Prompt A: Quote the review of The Dragon's Tooth from "Magic, however, never" up to and including "have to fight.".

Text to read:
▬▬▬▬▬▬

The Dragon’s Tooth is one of those rare middle grade books that constantly surprises, not only with its imagination and the vividness of its world, but also with its unexpected depth. Though the plot may sound not unfamiliar—young heroes find they belong to an ancient order—Wilson sets it apart from standard fantasy fare by grounding it in the nitty gritty of everyday life. His characters have real backgrounds, full of pain as well as mundanity, that shape who they are. They face real challenges that test not only their physical endurance but also their moral character. And when they fight, they bleed. Far from being fantasy wish fulfillment, The Dragon’s Tooth looks life in the face and admits to readers that sometimes life hurts. But that does not take away any of its wonder or enchantment.
Wilson does so much right with this book that writing a manageable review about it all seems almost impossible. Certain aspects, however, immediately stand out because they contrast with elements I often see in contemporary media. For example, I think many readers will find themselves pleased with the strong emphasis on family. The Smiths’ parents are, actually, missing, if you want to put it that way—their father died in an accident and their mother lies in a coma. However, Cyrus and Antigone are cared for by their twenty-year-old brother, who had to give up college to provide for them and who works hard to do so. All three have a special bond that they recognize as especially important as a result of losing their parents. Their actions throughout the book are dictated by their desire to remain together and to help each other. They furthermore remain devoted to their mother, whom they visit regularly.
The setting of The Dragon’s Tooth also stands out. The Smiths currently live in Wisconsin. That’s right—Midwestern America, where you probably thought nothing ever happened. Their lives, however, have a certain Americana charm. They live in a dilapidated motel with one of those old neon signs and they eat in one of those classic truck stop diners. It is a really beautiful choice because I do not think I have ever seen it done. Like Suzanne Collins, who evidently wrote The Underland Chronicles as a sort of urban Alice in Wonderland, Wilson takes an overlooked location and gives it the possibility of magic.
Magic, however, never comes without a price and The Dragon’s Tooth pulls no punches. From the very moment they accept the invitation to join the order of explorers, Antigone and Cyrus find themselves battling not only monsters and villains, but also the pettiness of fellow students and resentful adults. Their acceptance to the order comes with a stipulation that no one else has to meet. But the Smiths meet their challenges with grace (well, most of them). They lost their parents at a young age and they know life is seldom fair and that sometimes they have to fight.

▬▬▬▬▬▬

Prompt B: Lay out the lines of all the rows below as a numbered list, leaving out blank lines.

▬▬▬▬▬▬

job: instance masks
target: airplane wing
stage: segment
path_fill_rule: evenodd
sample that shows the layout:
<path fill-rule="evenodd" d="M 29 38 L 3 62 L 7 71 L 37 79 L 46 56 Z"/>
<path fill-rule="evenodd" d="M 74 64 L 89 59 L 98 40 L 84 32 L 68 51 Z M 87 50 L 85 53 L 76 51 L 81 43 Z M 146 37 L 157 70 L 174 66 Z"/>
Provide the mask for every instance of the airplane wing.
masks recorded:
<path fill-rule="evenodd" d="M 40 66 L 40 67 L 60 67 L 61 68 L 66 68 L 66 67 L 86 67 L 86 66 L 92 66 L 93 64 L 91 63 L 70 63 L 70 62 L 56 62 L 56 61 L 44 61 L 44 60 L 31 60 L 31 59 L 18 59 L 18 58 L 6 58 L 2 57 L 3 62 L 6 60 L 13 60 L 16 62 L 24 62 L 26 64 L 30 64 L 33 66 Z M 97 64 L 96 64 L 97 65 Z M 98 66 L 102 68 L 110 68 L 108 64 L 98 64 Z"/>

▬▬▬▬▬▬

Exercise result A:
Magic, however, never comes without a price and The Dragon’s Tooth pulls no punches. From the very moment they accept the invitation to join the order of explorers, Antigone and Cyrus find themselves battling not only monsters and villains, but also the pettiness of fellow students and resentful adults. Their acceptance to the order comes with a stipulation that no one else has to meet. But the Smiths meet their challenges with grace (well, most of them). They lost their parents at a young age and they know life is seldom fair and that sometimes they have to fight.

Exercise result B:
1. job: instance masks
2. target: airplane wing
3. stage: segment
4. path_fill_rule: evenodd
5. sample that shows the layout:
6. <path fill-rule="evenodd" d="M 29 38 L 3 62 L 7 71 L 37 79 L 46 56 Z"/>
7. <path fill-rule="evenodd" d="M 74 64 L 89 59 L 98 40 L 84 32 L 68 51 Z M 87 50 L 85 53 L 76 51 L 81 43 Z M 146 37 L 157 70 L 174 66 Z"/>
8. Provide the mask for every instance of the airplane wing.
9. masks recorded:
10. <path fill-rule="evenodd" d="M 40 66 L 40 67 L 60 67 L 61 68 L 66 68 L 66 67 L 86 67 L 86 66 L 92 66 L 93 64 L 91 63 L 70 63 L 70 62 L 56 62 L 56 61 L 44 61 L 44 60 L 31 60 L 31 59 L 18 59 L 18 58 L 6 58 L 2 57 L 3 62 L 6 60 L 13 60 L 16 62 L 24 62 L 26 64 L 30 64 L 33 66 Z M 97 64 L 96 64 L 97 65 Z M 98 66 L 102 68 L 110 68 L 108 64 L 98 64 Z"/>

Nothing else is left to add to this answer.